--- Document excerpt ---
>>>>>
ISTE 2014 was held in Atlanta Georgia from June 28-July 1 at  the Georgia World Congress Center and had over 16,000 attendees.  It was a very memorable and insightful  experience and my first time attending a conference with so many  attendees.  The theme this year was:  Connected learning.  Connected world.  After reflecting on my ISTE experience, I  gained the high level perspective that most sessions and keynotes were all  contributing to the importance of personalized learning, authentic learning  experiences and assessments to challenge students to gain the skills, mindset,  attitudes and motivation to be successful no matter what challenges they  face.  An understanding of who we are as  learners and educators and how we can excel in a changing 21st  century was evident throughout the conference.

 

Opening Keynote

The conference started off with an opening Keynote with Ashley Judd an actress and humanitarian. Her keynote though not focused on educational technology told her very personal story of her childhood filled with molestation, abandonment and a dysfunctional family.  She reminded educators to not underestimate their ability to make a big impact in a troubled child’s life with seemingly little things like words of encouragement and eye contact.  See ISTE attendee thoughts about her keynote below.
<<<<<
--- Raw data ---
>>>>>
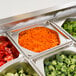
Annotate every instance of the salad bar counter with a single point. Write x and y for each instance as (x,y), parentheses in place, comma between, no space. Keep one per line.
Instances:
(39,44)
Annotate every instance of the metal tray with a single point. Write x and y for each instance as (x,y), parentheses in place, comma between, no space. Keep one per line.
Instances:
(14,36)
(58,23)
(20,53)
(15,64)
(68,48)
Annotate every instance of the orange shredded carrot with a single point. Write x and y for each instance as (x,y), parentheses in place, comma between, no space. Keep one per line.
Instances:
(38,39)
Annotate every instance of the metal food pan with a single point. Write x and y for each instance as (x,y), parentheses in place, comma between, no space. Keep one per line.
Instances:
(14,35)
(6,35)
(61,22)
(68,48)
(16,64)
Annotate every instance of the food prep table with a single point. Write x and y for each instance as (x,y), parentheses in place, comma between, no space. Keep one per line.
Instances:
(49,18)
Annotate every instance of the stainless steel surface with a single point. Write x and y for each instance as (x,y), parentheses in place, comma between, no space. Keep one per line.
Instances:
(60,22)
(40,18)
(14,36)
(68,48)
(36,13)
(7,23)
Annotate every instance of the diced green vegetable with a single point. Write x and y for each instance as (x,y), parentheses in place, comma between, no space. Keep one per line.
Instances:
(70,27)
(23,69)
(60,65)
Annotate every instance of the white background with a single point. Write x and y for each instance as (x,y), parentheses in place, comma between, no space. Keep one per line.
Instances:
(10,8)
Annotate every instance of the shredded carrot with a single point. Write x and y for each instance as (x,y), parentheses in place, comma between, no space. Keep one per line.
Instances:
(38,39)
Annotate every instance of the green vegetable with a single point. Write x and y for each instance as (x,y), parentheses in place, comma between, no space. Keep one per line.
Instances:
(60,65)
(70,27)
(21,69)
<<<<<
--- What to do ---
Please return the ISTE 2014 conference text above word for word, from start to finish.

--- Finished exercise ---
ISTE 2014 was held in Atlanta Georgia from June 28-July 1 at  the Georgia World Congress Center and had over 16,000 attendees.  It was a very memorable and insightful  experience and my first time attending a conference with so many  attendees.  The theme this year was:  Connected learning.  Connected world.  After reflecting on my ISTE experience, I  gained the high level perspective that most sessions and keynotes were all  contributing to the importance of personalized learning, authentic learning  experiences and assessments to challenge students to gain the skills, mindset,  attitudes and motivation to be successful no matter what challenges they  face.  An understanding of who we are as  learners and educators and how we can excel in a changing 21st  century was evident throughout the conference.

 

Opening Keynote

The conference started off with an opening Keynote with Ashley Judd an actress and humanitarian. Her keynote though not focused on educational technology told her very personal story of her childhood filled with molestation, abandonment and a dysfunctional family.  She reminded educators to not underestimate their ability to make a big impact in a troubled child’s life with seemingly little things like words of encouragement and eye contact.  See ISTE attendee thoughts about her keynote below.